--- start of STORED RECORDS ---
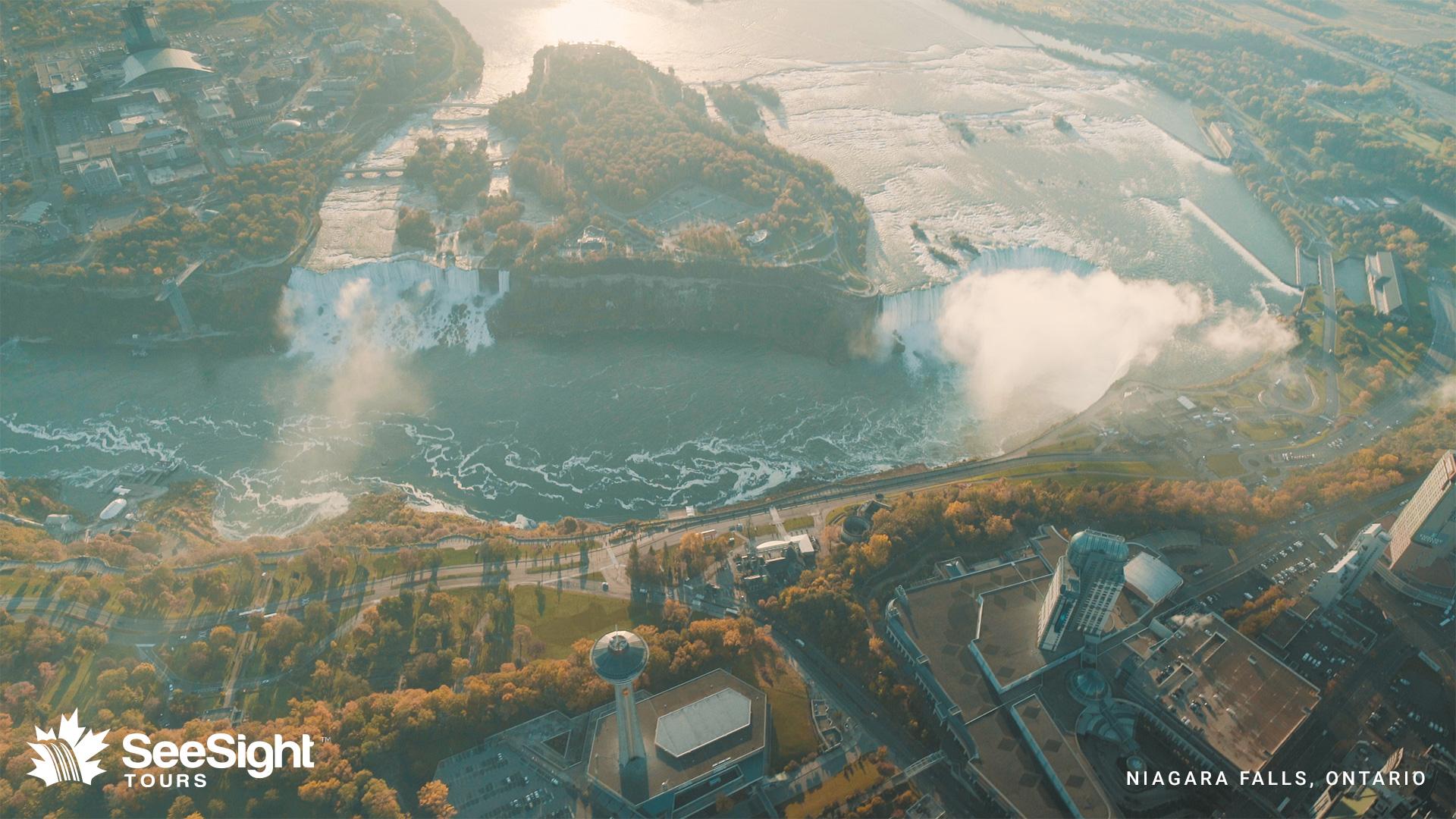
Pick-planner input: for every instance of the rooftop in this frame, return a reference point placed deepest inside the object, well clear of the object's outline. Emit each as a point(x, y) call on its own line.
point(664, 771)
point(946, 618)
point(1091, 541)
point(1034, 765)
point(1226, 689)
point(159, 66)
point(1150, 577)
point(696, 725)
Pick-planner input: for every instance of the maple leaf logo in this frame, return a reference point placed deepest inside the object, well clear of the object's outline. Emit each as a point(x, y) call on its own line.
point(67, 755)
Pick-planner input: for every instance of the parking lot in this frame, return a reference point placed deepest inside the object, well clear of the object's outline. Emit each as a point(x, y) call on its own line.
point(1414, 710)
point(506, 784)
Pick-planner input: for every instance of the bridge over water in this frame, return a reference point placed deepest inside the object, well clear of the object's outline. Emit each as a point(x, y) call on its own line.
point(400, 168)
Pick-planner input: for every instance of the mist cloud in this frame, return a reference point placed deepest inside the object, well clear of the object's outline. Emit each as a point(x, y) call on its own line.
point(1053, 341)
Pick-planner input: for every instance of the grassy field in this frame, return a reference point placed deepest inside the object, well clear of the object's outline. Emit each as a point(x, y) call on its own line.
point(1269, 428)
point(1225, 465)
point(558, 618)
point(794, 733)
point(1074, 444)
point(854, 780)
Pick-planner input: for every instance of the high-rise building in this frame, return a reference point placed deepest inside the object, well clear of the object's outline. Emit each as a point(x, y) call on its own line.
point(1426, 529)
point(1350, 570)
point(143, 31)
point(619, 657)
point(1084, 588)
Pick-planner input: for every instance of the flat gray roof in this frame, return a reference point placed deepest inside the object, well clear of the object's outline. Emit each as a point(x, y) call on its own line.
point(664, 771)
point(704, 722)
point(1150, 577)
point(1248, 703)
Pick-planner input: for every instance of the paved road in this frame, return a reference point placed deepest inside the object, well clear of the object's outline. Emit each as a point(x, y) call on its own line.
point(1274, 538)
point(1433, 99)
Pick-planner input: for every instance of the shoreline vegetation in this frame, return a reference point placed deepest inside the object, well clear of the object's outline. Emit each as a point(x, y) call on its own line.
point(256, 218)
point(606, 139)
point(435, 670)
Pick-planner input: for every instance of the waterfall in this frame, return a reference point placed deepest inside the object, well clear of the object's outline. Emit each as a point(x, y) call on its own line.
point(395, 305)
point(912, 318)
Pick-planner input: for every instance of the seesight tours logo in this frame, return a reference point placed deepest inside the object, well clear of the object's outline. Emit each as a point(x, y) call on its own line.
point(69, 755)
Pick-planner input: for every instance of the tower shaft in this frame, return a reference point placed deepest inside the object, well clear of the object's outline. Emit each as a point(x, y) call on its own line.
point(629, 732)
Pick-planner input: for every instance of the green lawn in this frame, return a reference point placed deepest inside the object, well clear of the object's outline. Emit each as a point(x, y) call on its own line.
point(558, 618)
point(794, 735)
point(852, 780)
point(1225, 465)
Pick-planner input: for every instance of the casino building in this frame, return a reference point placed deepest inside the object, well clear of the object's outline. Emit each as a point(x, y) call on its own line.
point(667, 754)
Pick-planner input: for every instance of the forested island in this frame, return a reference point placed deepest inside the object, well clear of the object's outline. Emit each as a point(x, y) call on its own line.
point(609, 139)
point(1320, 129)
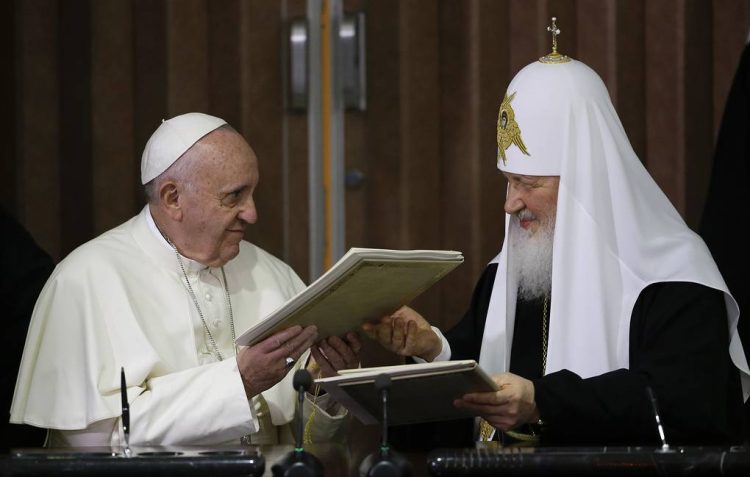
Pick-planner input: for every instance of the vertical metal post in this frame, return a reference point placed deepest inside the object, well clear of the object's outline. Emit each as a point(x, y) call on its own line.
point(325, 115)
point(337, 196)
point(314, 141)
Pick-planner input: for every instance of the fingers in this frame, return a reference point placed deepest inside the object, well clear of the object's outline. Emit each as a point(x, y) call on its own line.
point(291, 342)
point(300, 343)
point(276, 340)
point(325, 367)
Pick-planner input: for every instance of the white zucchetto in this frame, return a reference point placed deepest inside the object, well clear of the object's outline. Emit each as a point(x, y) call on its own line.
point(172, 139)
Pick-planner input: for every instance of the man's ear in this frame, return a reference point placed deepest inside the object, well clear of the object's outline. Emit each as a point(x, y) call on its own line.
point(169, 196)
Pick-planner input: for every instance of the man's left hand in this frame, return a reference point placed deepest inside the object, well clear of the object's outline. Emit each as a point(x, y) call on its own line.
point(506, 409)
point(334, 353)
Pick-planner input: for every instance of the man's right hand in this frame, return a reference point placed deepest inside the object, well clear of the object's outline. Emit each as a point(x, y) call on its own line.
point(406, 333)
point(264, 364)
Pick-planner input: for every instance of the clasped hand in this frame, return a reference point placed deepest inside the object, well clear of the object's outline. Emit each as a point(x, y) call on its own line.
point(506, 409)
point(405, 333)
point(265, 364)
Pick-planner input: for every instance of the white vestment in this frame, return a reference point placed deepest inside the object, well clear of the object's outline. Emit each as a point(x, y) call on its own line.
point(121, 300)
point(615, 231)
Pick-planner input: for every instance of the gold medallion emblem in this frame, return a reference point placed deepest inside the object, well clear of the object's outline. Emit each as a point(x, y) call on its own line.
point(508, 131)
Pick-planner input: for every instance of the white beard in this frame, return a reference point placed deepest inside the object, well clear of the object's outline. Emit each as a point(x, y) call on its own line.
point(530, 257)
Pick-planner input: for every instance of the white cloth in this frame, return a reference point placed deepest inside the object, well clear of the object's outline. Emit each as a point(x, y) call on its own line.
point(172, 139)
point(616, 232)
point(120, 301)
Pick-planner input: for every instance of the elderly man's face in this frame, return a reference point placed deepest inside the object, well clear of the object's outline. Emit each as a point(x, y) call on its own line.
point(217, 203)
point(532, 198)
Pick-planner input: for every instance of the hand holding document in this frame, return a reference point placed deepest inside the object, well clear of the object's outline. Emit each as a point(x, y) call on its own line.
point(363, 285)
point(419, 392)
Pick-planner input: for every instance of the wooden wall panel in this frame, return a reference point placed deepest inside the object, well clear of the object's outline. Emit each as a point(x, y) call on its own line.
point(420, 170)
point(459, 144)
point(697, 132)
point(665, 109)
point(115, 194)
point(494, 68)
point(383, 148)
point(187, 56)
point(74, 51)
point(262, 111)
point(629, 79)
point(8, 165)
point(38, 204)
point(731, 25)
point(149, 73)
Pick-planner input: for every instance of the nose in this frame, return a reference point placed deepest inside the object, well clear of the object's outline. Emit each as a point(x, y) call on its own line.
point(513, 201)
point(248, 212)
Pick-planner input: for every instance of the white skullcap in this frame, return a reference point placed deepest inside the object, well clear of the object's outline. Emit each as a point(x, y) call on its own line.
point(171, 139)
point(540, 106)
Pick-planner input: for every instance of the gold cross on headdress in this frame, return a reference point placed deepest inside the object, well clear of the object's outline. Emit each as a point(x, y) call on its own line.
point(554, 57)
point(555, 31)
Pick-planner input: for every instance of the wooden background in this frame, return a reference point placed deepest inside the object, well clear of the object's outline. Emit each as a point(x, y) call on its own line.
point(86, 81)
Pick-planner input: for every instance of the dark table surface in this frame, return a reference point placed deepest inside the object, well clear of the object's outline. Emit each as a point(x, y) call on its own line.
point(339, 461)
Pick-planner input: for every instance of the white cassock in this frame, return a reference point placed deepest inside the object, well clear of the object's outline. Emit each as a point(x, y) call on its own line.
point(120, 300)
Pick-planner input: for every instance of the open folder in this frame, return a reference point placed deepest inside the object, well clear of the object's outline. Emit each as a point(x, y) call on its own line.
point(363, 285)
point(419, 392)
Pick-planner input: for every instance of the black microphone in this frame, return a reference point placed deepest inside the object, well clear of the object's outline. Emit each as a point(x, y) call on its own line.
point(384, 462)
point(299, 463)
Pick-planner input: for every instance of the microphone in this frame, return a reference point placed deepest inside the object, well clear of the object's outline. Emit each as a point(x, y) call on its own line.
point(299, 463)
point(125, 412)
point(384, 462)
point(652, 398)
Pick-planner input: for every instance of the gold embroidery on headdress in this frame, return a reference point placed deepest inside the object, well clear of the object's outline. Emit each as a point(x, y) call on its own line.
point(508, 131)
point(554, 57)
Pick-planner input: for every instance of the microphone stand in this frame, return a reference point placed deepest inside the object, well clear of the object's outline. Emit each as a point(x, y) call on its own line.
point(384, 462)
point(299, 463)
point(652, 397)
--- end of STORED RECORDS ---
> THE PROBLEM: Could you change "parking lot" to "parking area" in the entries from their start through the line with "point(506, 784)", giving those lines back otherwise unchanged and leaving out the pictures?

> SOLUTION FOR THIS PROBLEM:
Pick-planner input: for every instance of the rooftop in this frame, return a reference point placed deepest inside the object, well clear of the object's outline. Emit each as a point(x, y) call on its own line.
point(664, 771)
point(946, 618)
point(1091, 541)
point(1034, 765)
point(1226, 689)
point(159, 66)
point(1150, 577)
point(696, 725)
Pick-planner input: for every instance of the maple leaf logo in this frame, return a reference point placed deepest inside the object, well clear of the object's outline. Emit each as a point(x, y) call on its own line.
point(67, 755)
Pick-planner input: for every instance of the parking area in this frame, return a reference point placed deepest inside the object, well clear of the object's outline. Emit each as a point(x, y) call on its own line.
point(1414, 710)
point(506, 784)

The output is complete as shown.